## Set problem
Return, word for word, the rows from the line containing "For every instance of the man" through the last row, both included.

Dataset items:
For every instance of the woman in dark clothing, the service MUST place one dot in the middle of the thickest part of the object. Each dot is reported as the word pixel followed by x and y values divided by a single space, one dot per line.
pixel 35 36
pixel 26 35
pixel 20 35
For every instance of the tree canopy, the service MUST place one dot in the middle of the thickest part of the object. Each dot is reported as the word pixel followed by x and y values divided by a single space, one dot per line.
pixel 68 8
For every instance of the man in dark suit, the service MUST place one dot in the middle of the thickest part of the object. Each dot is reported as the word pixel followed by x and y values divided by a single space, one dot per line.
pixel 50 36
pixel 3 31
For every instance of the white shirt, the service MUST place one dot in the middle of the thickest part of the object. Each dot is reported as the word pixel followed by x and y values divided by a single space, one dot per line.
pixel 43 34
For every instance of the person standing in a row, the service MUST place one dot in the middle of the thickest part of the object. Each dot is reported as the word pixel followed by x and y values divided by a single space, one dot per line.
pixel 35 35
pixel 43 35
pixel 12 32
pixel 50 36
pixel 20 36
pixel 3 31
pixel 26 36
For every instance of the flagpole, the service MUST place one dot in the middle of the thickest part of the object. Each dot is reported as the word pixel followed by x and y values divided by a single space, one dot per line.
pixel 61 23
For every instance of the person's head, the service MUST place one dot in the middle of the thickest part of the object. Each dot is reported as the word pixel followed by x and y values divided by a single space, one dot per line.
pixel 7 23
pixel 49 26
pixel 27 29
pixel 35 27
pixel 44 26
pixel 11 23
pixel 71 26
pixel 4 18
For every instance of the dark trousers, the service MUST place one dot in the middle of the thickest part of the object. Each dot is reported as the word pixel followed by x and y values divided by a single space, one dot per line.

## Answer to this exercise
For every instance of the man in dark suit, the service MUST place one dot in the middle of the thickest part of the object. Each dot is reported as the word pixel followed by x and y values divided by a single space, one dot per line.
pixel 50 36
pixel 3 31
For every instance of the white shirt, the service MUST place one dot in the middle of the thickest part of the object. Each dot is reported as the word pixel followed by x and y values divided by a single space, one dot per line.
pixel 43 34
For every instance of the person standing in a row, the service MUST place one dot in the middle of the thickest part of the object. Each dot is reported as the word pixel followed by x and y values divided by a single space, one dot per line.
pixel 35 35
pixel 43 35
pixel 12 32
pixel 50 36
pixel 20 36
pixel 3 31
pixel 26 36
For every instance of the flagpole, the service MUST place one dot in the middle of the thickest part of the object. Each dot is reported as the word pixel followed by x and y values divided by a single space, one dot per line.
pixel 61 23
For every instance of the person's head, the service MUST place one dot in the middle of the thickest part of the object. Each dot is reported as the word pixel followed by x and y values divided by a single space, one dot per line.
pixel 7 23
pixel 49 26
pixel 27 29
pixel 35 27
pixel 44 26
pixel 11 23
pixel 71 26
pixel 4 18
For every instance of the dark trousers, the service MUST place one dot in the middle of the thickest part of the object. Each dot is reported as the word pixel followed by x and y values divided by a single space, one dot per line.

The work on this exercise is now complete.